[Items from a labeling collection]

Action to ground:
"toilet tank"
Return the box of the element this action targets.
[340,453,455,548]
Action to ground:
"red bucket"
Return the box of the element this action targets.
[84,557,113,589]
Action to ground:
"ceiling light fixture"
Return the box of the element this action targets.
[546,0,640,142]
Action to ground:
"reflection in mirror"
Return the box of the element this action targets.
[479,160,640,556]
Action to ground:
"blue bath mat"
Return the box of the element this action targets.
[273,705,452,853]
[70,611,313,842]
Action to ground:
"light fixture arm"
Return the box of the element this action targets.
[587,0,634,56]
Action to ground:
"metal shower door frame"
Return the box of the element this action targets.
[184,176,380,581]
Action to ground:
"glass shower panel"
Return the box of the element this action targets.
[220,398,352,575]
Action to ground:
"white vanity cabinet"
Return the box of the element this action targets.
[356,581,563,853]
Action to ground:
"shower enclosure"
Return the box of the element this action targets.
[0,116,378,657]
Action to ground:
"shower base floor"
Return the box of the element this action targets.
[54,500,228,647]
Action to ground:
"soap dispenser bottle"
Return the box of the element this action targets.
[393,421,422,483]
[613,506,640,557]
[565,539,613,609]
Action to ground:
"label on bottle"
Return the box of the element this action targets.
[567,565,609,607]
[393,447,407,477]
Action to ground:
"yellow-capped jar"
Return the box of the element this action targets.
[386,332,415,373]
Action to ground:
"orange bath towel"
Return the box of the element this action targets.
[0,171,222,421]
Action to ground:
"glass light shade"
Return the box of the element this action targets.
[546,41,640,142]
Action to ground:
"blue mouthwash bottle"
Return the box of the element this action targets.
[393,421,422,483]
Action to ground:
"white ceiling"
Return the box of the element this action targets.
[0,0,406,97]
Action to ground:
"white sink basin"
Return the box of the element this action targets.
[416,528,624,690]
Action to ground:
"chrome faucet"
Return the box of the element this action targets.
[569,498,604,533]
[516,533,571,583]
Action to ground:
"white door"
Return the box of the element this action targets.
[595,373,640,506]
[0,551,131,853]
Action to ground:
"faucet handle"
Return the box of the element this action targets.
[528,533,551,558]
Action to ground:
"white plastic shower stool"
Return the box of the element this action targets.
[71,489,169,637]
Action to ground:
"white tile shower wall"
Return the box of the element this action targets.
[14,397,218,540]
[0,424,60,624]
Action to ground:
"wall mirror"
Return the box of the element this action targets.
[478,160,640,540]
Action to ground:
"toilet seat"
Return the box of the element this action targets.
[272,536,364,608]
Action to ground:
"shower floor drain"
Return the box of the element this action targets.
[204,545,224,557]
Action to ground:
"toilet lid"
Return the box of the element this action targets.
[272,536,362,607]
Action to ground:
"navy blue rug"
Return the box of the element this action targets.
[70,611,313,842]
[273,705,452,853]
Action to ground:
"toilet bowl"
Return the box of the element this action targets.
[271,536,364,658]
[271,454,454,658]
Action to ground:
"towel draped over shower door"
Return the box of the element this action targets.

▶ **Task requirements**:
Find each line in the material above that contains the word "door", and copy those lines out.

▶ **Solution to the exercise**:
"metal shower door frame"
"white door"
"towel draped over shower door"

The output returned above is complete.